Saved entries
+ + +

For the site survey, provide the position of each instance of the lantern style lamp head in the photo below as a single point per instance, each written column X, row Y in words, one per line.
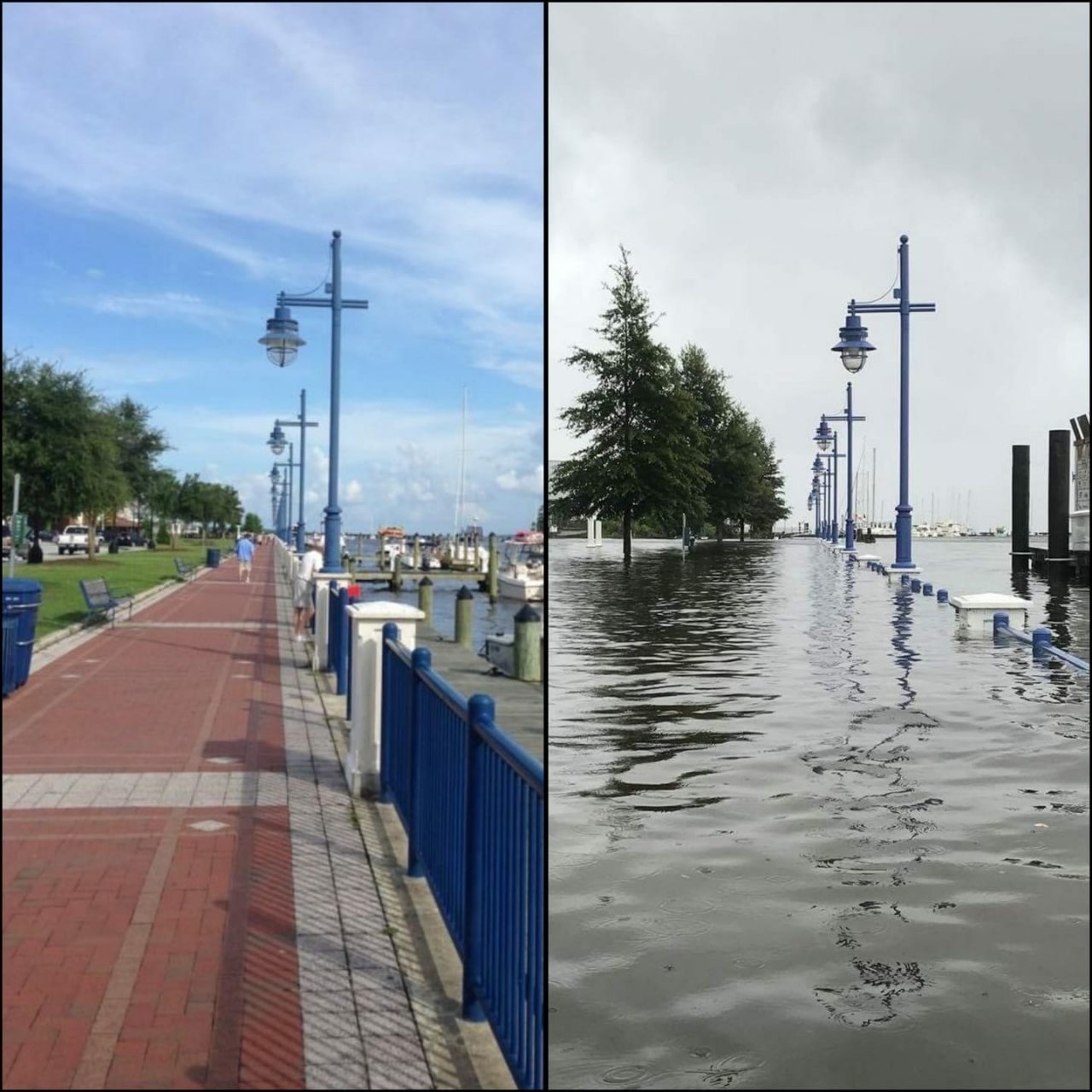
column 854, row 346
column 282, row 339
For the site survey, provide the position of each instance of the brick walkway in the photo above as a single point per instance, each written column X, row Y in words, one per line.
column 187, row 902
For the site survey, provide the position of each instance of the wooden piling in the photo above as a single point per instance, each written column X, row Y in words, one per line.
column 425, row 599
column 527, row 646
column 1021, row 506
column 494, row 568
column 464, row 617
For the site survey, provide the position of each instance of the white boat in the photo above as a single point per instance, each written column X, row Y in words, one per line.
column 523, row 568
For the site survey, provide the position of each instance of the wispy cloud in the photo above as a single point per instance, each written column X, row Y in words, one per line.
column 167, row 305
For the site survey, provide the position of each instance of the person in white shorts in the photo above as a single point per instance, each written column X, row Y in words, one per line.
column 309, row 565
column 245, row 549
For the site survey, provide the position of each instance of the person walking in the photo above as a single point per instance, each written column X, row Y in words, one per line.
column 309, row 564
column 246, row 552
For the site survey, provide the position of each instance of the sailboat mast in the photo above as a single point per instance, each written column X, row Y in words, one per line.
column 873, row 520
column 462, row 472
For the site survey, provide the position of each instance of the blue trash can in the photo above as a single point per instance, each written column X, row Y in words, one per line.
column 20, row 600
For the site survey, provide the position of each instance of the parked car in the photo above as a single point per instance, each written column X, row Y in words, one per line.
column 73, row 538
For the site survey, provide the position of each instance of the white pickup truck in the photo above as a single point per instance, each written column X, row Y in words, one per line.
column 73, row 538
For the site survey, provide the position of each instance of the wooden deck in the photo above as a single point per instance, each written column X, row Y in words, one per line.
column 521, row 712
column 386, row 576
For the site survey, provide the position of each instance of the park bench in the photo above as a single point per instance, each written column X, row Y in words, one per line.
column 102, row 601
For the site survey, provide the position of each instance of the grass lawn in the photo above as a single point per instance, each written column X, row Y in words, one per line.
column 131, row 572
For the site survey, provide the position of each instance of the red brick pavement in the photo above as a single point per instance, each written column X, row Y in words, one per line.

+ + +

» **Prompt**: Set each line of the records down exactly, leaving every picture out.

» **Answer to the exercise**:
For the site survey, provide the position of each instance of the lantern style lamp head in the photo below as a single point per instance, each written column X, row Y in words, one per line.
column 854, row 346
column 282, row 339
For the site survey, provide the position of each instance of the brick walkway in the photo above as a single point per instance, each written column X, row Y in words, one per line.
column 187, row 902
For the site survey, provide the position of each instance of the wooden piling in the photo above as a single point per instance, each written column X, row Y in words, one per line.
column 425, row 599
column 527, row 646
column 1021, row 506
column 494, row 568
column 464, row 617
For the site survey, provide the position of each instance of the white boat in the photo above as a single point per instance, each written column X, row Y in words, one per line.
column 523, row 568
For the site survey, provide the position of each instance of the wispy cloud in the photo above as a single point per instance, each written column X, row Y in words, one per line.
column 167, row 305
For the site survey, provide the position of each instance of the person in white shorts in the photo above as a single point per instance, each written column X, row Y in words, one per line.
column 309, row 565
column 245, row 549
For the site survey, provide the position of each instance of the person walking in the photo above as a single point per instance, each written column X, row Y in words, one per line.
column 309, row 564
column 246, row 552
For the site survey, provide the position of each instance of the sailboat mast in the photo above as a single point per instance, each written column X, row Y in words, one per line.
column 873, row 520
column 462, row 472
For the site survey, provide the position of each instance of the blue trash can in the photo above as a single point per instance, each written column X, row Y in words, one per line.
column 20, row 600
For the site survey, provide the position of each instance of the parked car in the photo above as a single point per instance, each written column X, row Y in words, one per line.
column 73, row 538
For the site survey, provide the position of each instance of the white pickup truck in the photo above as a single point per instance, each written column X, row Y in words, one per line.
column 73, row 538
For the site survey, provide the position of each instance of the wooden deck in the photo above as a single point per instance, each written column X, row Y in words, one per line.
column 521, row 712
column 386, row 576
For the site survey, provide the position of each instance of the park bench in the photo above as a single point per instance, each written column X, row Y in words, one per line.
column 102, row 601
For the site survey, provide the position of each instance of the grass lawn in the photo above as a single point per instance, each written column X, row Y in words, one per line.
column 131, row 572
For the site survey, provide the position of each instance of the red brick pavement in the photo above as a single point per instance, each written column X, row Y in words, one per line.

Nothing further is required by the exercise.